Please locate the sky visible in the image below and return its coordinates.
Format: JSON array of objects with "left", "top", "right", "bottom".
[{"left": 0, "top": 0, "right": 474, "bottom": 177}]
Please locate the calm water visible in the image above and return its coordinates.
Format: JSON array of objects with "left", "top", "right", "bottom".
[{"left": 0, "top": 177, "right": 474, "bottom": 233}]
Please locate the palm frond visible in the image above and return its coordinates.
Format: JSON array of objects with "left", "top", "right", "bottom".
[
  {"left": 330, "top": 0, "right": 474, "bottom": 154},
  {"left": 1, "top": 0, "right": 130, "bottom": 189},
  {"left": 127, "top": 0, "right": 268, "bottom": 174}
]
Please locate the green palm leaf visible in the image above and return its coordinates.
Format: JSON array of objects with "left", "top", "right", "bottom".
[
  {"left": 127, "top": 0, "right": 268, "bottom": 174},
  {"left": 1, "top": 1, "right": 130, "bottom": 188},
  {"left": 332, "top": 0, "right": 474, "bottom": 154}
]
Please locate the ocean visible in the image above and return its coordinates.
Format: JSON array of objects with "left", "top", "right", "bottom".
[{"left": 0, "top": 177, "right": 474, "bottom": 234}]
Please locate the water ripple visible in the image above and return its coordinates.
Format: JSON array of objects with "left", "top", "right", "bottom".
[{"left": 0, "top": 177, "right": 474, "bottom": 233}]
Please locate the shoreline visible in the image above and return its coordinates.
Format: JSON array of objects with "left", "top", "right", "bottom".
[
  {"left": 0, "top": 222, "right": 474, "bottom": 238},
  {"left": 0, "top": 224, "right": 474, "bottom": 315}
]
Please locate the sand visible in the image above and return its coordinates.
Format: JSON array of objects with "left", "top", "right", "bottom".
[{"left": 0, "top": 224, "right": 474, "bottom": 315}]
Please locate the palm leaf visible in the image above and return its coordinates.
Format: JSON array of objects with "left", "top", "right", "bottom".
┄┄┄┄┄┄
■ **TASK DESCRIPTION**: Return the entire listing above verbatim, from its first line through its last, changing nothing.

■ **EXERCISE SOLUTION**:
Please locate the sky visible in the image below and return its coordinates.
Format: JSON array of objects with "left", "top", "right", "bottom".
[{"left": 0, "top": 0, "right": 474, "bottom": 177}]
Please locate the calm water visible in the image above and return its coordinates.
Format: JSON array of objects with "left", "top", "right", "bottom".
[{"left": 0, "top": 177, "right": 474, "bottom": 233}]
Please locate the palm frond visible in the image above and return its coordinates.
Format: JSON array of objects with "left", "top", "right", "bottom".
[
  {"left": 330, "top": 0, "right": 474, "bottom": 154},
  {"left": 1, "top": 0, "right": 130, "bottom": 189},
  {"left": 127, "top": 0, "right": 268, "bottom": 174}
]
Please locate the green palm leaf visible in the image above and return its coordinates.
Format: JSON array of objects with "left", "top", "right", "bottom".
[
  {"left": 127, "top": 0, "right": 268, "bottom": 174},
  {"left": 1, "top": 1, "right": 130, "bottom": 188},
  {"left": 332, "top": 0, "right": 474, "bottom": 154}
]
Please locate the ocean visible in the image above and return its coordinates.
Format: JSON array of objects with "left", "top", "right", "bottom".
[{"left": 0, "top": 177, "right": 474, "bottom": 234}]
Please locate the water ripple visible in the image above and return its coordinates.
Format: JSON array of objects with "left", "top", "right", "bottom".
[{"left": 0, "top": 177, "right": 474, "bottom": 233}]
Please locate the shoreline visible in the image above and return its coordinates.
Format: JSON array of objects with "left", "top", "right", "bottom".
[
  {"left": 0, "top": 222, "right": 474, "bottom": 238},
  {"left": 0, "top": 224, "right": 474, "bottom": 315}
]
Please locate the sand visible in the image above and return its coordinates.
Format: JSON array of objects with "left", "top", "right", "bottom".
[{"left": 0, "top": 224, "right": 474, "bottom": 315}]
Please locate the palm leaf visible in the image above and return its coordinates.
Format: JSON array of objects with "left", "top", "right", "bottom".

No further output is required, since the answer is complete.